**Supplied text**
- - - -
Black college football national champion SWAC champion SWAC West Division champion

SWAC Championship Game, W 14–6 vs. Alabama A&M
- Conference: Southwestern Athletic Conference
- West Division

Ranking
- Sports Network: No. 13
- Record: 10–2 (6–1 SWAC)
- Head coach: Doug Williams (3rd season);
- Offensive coordinator: Melvin Spears (3rd season)
- Home stadium: Eddie G. Robinson Memorial Stadium

= 2000 Grambling State Tigers football team =

American college football season

The 2000 Grambling State Tigers football team represented Grambling State University as a member of the West Division of the Southwestern Athletic Conference (SWAC) during the 2000 NCAA Division I-AA football season. Led by third-year head coach Doug Williams, the Tigers compiled an overall record of 10–2 with a mark of 6–1 in conference play, winning the SWAC West Division title. Grambling State beat Alabama A&M in the SWAC Championship Game to the conference title. The team was also recognized as a black college football national champion. The Tigers offense scored 300 points while the defense allowed 207 points on the season. Grambling State played home games at Eddie G. Robinson Memorial Stadium in Grambling, Louisiana.
- - - -
**Tasks for this exercise**
1. Reproduce the passage of the Grambling State season summary that begins with the words containing "- Home stadium: Eddie" and ends with "in Grambling, Louisiana.".
2. In the Grambling State season summary, how many points did the Tigers defense allow during the season?
Rely only on the Grambling State season summary.

**Listing**
- - - -
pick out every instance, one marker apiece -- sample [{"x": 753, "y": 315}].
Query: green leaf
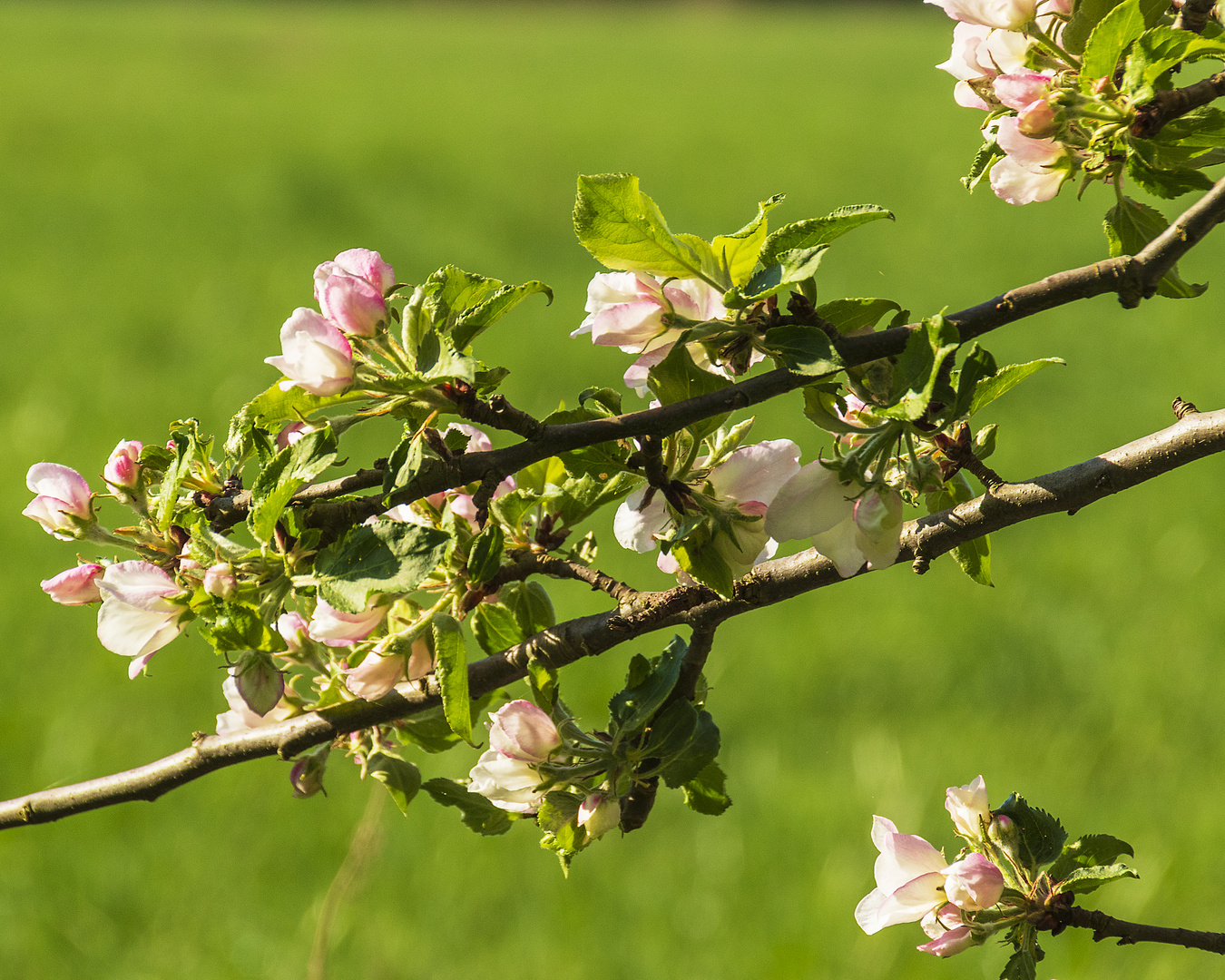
[
  {"x": 283, "y": 475},
  {"x": 495, "y": 627},
  {"x": 805, "y": 350},
  {"x": 676, "y": 377},
  {"x": 386, "y": 556},
  {"x": 1113, "y": 34},
  {"x": 270, "y": 409},
  {"x": 403, "y": 779},
  {"x": 531, "y": 604},
  {"x": 1004, "y": 380},
  {"x": 854, "y": 314},
  {"x": 623, "y": 230},
  {"x": 1085, "y": 879},
  {"x": 814, "y": 231},
  {"x": 980, "y": 165},
  {"x": 1085, "y": 851},
  {"x": 475, "y": 322},
  {"x": 1130, "y": 226},
  {"x": 479, "y": 815},
  {"x": 485, "y": 554},
  {"x": 451, "y": 669},
  {"x": 738, "y": 252},
  {"x": 1158, "y": 51},
  {"x": 1042, "y": 836},
  {"x": 706, "y": 793},
  {"x": 916, "y": 373},
  {"x": 632, "y": 708},
  {"x": 557, "y": 810}
]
- - - -
**The answers**
1.
- Home stadium: Eddie G. Robinson Memorial Stadium

= 2000 Grambling State Tigers football team =

American college football season

The 2000 Grambling State Tigers football team represented Grambling State University as a member of the West Division of the Southwestern Athletic Conference (SWAC) during the 2000 NCAA Division I-AA football season. Led by third-year head coach Doug Williams, the Tigers compiled an overall record of 10–2 with a mark of 6–1 in conference play, winning the SWAC West Division title. Grambling State beat Alabama A&M in the SWAC Championship Game to the conference title. The team was also recognized as a black college football national champion. The Tigers offense scored 300 points while the defense allowed 207 points on the season. Grambling State played home games at Eddie G. Robinson Memorial Stadium in Grambling, Louisiana.

2. The defense allowed 207 points.